[Start of Attachment]
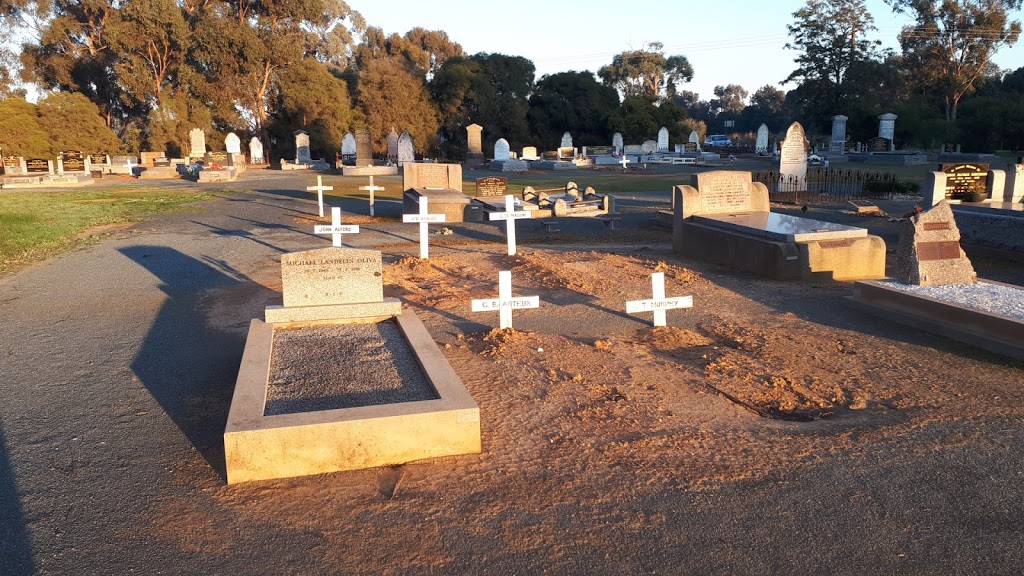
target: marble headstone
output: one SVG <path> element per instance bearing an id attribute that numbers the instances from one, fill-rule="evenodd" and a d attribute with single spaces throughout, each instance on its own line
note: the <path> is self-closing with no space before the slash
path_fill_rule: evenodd
<path id="1" fill-rule="evenodd" d="M 228 154 L 242 153 L 242 140 L 238 137 L 238 134 L 228 132 L 228 135 L 224 137 L 224 150 Z"/>
<path id="2" fill-rule="evenodd" d="M 356 166 L 373 166 L 370 131 L 366 128 L 356 130 Z"/>
<path id="3" fill-rule="evenodd" d="M 750 172 L 713 170 L 692 175 L 690 185 L 700 194 L 697 206 L 687 207 L 693 214 L 767 212 L 768 194 L 764 184 L 754 182 Z"/>
<path id="4" fill-rule="evenodd" d="M 972 284 L 974 266 L 960 248 L 960 229 L 945 200 L 903 223 L 896 246 L 895 277 L 904 284 Z"/>
<path id="5" fill-rule="evenodd" d="M 892 113 L 878 117 L 878 137 L 889 141 L 889 150 L 894 149 L 892 142 L 896 138 L 896 118 L 898 116 Z"/>
<path id="6" fill-rule="evenodd" d="M 253 164 L 263 164 L 266 161 L 263 158 L 263 143 L 255 136 L 249 140 L 249 159 Z"/>
<path id="7" fill-rule="evenodd" d="M 658 151 L 658 143 L 654 140 L 646 140 L 640 145 L 640 151 L 644 154 L 654 154 Z"/>
<path id="8" fill-rule="evenodd" d="M 829 152 L 832 154 L 846 153 L 846 121 L 850 118 L 842 114 L 832 117 L 832 141 Z"/>
<path id="9" fill-rule="evenodd" d="M 526 146 L 525 148 L 523 148 L 523 153 L 520 156 L 520 158 L 522 158 L 523 160 L 536 160 L 538 158 L 537 147 Z"/>
<path id="10" fill-rule="evenodd" d="M 398 137 L 398 165 L 406 162 L 415 162 L 416 152 L 412 143 L 412 136 L 408 132 L 402 132 Z"/>
<path id="11" fill-rule="evenodd" d="M 690 132 L 689 142 L 694 145 L 697 152 L 700 152 L 700 134 L 697 134 L 696 130 Z"/>
<path id="12" fill-rule="evenodd" d="M 394 128 L 391 129 L 391 133 L 388 134 L 388 159 L 398 159 L 398 132 Z"/>
<path id="13" fill-rule="evenodd" d="M 562 144 L 559 148 L 572 148 L 572 134 L 568 132 L 562 134 Z"/>
<path id="14" fill-rule="evenodd" d="M 356 137 L 351 132 L 345 134 L 341 139 L 341 155 L 342 156 L 355 156 L 356 155 Z"/>
<path id="15" fill-rule="evenodd" d="M 1006 167 L 1006 186 L 1003 188 L 1003 202 L 1020 202 L 1024 198 L 1024 164 L 1010 164 Z"/>
<path id="16" fill-rule="evenodd" d="M 494 159 L 495 160 L 508 160 L 509 159 L 508 140 L 505 140 L 504 138 L 499 138 L 498 141 L 494 143 Z"/>
<path id="17" fill-rule="evenodd" d="M 309 134 L 303 130 L 295 131 L 295 163 L 311 164 L 313 157 L 309 155 Z"/>
<path id="18" fill-rule="evenodd" d="M 757 129 L 757 141 L 754 143 L 754 152 L 764 154 L 768 151 L 768 125 L 761 124 Z"/>
<path id="19" fill-rule="evenodd" d="M 470 124 L 466 126 L 466 146 L 467 151 L 470 154 L 478 155 L 484 153 L 483 144 L 480 140 L 480 133 L 483 132 L 484 127 L 479 124 Z"/>
<path id="20" fill-rule="evenodd" d="M 799 122 L 793 122 L 786 130 L 779 152 L 779 179 L 802 187 L 807 181 L 807 136 Z"/>
<path id="21" fill-rule="evenodd" d="M 384 300 L 381 253 L 321 248 L 281 255 L 284 306 L 329 306 Z"/>
<path id="22" fill-rule="evenodd" d="M 202 158 L 206 155 L 206 133 L 202 128 L 189 130 L 188 140 L 189 147 L 192 149 L 189 152 L 190 158 Z"/>
<path id="23" fill-rule="evenodd" d="M 616 132 L 612 134 L 612 148 L 615 148 L 617 154 L 622 154 L 622 134 Z"/>
<path id="24" fill-rule="evenodd" d="M 658 130 L 658 152 L 668 152 L 668 128 Z"/>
[End of Attachment]
Which lines of the entries above contain the string "with"? Copy each one.

▶ [Reply]
output: one SVG <path> element per instance bearing an id attribute that numbers the instances from one, fill-rule="evenodd" and a d attribute with single spaces throughout, each instance on its own line
note: the <path> is self-closing with no space before the slash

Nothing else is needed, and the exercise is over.